Rows from a pointing dataset
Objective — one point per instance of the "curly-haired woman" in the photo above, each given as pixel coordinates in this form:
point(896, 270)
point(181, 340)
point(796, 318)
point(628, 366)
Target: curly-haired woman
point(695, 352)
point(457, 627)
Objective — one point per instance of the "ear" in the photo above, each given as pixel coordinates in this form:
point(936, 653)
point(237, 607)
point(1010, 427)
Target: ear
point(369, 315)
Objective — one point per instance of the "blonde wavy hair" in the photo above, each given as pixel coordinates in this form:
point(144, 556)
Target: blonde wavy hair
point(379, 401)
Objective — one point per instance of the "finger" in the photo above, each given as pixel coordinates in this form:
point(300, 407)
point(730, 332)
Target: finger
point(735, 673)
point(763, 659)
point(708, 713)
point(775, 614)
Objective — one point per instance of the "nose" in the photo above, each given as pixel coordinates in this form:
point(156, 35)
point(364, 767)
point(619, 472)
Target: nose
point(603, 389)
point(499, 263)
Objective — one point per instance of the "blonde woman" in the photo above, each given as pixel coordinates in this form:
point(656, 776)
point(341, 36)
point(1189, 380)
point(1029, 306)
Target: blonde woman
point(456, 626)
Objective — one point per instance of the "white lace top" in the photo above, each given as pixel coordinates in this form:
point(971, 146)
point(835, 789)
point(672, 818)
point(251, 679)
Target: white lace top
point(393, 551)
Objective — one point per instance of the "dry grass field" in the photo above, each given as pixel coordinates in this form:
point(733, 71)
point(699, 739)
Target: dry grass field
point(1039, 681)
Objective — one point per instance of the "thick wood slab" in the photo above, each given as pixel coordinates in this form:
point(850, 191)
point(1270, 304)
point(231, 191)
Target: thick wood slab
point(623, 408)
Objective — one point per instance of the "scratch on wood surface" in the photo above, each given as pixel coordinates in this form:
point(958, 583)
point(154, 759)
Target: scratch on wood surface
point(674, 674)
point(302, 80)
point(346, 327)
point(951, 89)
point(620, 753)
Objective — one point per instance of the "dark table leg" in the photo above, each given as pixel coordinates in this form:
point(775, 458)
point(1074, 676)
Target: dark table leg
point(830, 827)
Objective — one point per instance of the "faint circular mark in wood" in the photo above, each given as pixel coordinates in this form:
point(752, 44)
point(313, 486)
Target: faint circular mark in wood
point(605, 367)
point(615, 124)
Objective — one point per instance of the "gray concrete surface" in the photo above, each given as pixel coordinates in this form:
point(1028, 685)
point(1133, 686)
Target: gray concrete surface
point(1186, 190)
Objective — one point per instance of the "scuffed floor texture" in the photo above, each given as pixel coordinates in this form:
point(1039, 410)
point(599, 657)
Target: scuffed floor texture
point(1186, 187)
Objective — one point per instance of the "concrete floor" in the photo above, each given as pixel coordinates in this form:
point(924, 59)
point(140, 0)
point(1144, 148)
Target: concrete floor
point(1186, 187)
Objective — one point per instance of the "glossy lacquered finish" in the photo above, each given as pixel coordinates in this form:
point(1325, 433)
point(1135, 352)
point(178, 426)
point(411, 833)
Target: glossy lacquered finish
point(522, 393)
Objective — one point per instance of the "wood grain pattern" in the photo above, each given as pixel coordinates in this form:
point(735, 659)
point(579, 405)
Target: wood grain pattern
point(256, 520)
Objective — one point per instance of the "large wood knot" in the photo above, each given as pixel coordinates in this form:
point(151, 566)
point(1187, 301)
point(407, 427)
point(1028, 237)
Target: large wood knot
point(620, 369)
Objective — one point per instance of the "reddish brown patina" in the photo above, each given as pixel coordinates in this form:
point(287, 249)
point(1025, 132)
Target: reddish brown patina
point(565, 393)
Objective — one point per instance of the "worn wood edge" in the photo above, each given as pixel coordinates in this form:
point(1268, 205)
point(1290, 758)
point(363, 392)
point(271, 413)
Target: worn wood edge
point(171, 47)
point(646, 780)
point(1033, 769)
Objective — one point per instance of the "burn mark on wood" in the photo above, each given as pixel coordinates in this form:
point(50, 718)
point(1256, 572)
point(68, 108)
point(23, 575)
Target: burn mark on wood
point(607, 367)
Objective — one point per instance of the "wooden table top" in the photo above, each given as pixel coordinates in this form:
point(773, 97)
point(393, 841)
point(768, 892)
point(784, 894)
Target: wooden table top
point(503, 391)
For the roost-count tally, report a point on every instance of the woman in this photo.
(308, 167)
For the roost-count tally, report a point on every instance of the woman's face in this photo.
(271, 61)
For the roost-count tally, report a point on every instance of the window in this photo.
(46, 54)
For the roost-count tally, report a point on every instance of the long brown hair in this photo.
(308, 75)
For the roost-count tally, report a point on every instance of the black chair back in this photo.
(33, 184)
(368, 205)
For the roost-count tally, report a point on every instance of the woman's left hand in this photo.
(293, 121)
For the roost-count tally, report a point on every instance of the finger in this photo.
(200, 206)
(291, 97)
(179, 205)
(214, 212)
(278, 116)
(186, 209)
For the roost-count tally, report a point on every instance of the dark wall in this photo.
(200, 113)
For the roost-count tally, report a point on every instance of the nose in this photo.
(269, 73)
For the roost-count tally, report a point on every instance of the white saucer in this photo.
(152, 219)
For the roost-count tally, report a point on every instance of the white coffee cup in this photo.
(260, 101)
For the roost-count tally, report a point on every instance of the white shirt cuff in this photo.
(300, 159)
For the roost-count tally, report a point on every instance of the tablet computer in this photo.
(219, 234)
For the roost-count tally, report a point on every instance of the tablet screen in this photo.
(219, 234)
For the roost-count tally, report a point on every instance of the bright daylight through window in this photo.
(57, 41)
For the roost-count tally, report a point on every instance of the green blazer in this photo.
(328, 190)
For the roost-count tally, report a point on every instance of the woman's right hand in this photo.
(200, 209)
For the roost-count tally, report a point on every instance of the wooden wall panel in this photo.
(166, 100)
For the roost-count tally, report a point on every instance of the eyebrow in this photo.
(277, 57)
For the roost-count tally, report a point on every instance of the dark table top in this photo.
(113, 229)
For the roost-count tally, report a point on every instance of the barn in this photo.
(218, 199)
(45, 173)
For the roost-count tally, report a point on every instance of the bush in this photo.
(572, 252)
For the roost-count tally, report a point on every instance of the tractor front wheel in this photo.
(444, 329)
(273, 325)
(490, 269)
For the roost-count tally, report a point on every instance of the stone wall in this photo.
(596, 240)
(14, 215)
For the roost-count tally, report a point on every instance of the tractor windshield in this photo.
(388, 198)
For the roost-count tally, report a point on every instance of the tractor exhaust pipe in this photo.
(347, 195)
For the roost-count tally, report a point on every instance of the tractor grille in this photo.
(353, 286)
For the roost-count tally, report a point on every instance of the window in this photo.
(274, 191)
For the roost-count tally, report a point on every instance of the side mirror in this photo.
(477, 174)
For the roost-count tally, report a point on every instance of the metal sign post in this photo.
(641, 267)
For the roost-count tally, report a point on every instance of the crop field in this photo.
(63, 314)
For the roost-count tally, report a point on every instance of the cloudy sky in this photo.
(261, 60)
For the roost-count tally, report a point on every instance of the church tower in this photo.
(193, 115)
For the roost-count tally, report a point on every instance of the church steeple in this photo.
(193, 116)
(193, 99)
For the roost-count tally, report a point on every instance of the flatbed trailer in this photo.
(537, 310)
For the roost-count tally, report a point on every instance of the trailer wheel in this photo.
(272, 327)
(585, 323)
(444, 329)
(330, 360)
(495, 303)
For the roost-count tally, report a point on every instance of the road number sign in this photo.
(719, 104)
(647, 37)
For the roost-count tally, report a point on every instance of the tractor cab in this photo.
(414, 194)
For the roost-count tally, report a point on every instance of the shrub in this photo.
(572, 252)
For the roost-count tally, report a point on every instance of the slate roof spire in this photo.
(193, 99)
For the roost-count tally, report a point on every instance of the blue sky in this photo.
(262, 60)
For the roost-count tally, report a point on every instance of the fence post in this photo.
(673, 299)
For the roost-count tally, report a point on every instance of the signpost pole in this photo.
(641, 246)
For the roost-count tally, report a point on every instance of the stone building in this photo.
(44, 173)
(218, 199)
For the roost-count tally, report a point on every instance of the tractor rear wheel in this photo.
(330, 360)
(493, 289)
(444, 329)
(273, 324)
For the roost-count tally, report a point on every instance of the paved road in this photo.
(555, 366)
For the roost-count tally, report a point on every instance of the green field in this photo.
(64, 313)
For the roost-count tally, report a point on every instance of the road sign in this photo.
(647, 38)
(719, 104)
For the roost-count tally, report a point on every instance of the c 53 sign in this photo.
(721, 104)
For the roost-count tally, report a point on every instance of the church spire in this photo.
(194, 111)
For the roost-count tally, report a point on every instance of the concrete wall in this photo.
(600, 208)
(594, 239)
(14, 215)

- INSTRUCTIONS FOR THE TASK -
Copy out, word for word, everything from the line containing "rear wheel in this photo." down to the end of the material, including both of those ends.

- FINAL ANSWER -
For the roost-count tally, report a point on every instance of the tractor rear wheel in this photo.
(330, 360)
(493, 289)
(444, 329)
(273, 324)
For the roost-count tally, report a point on every instance of the paved road in this photo.
(555, 366)
For the roost-count tally, report a point on every instance of the green field in this photo.
(64, 313)
For the roost-count tally, report a point on every instance of the road sign in this photo.
(647, 38)
(719, 104)
For the roost-count tally, report a point on every instance of the c 53 sign in this photo.
(721, 104)
For the roost-count tally, report a point on every instance of the church spire in this photo.
(194, 111)
For the roost-count tally, report a point on every instance of the concrete wall in this photo.
(600, 208)
(594, 239)
(14, 215)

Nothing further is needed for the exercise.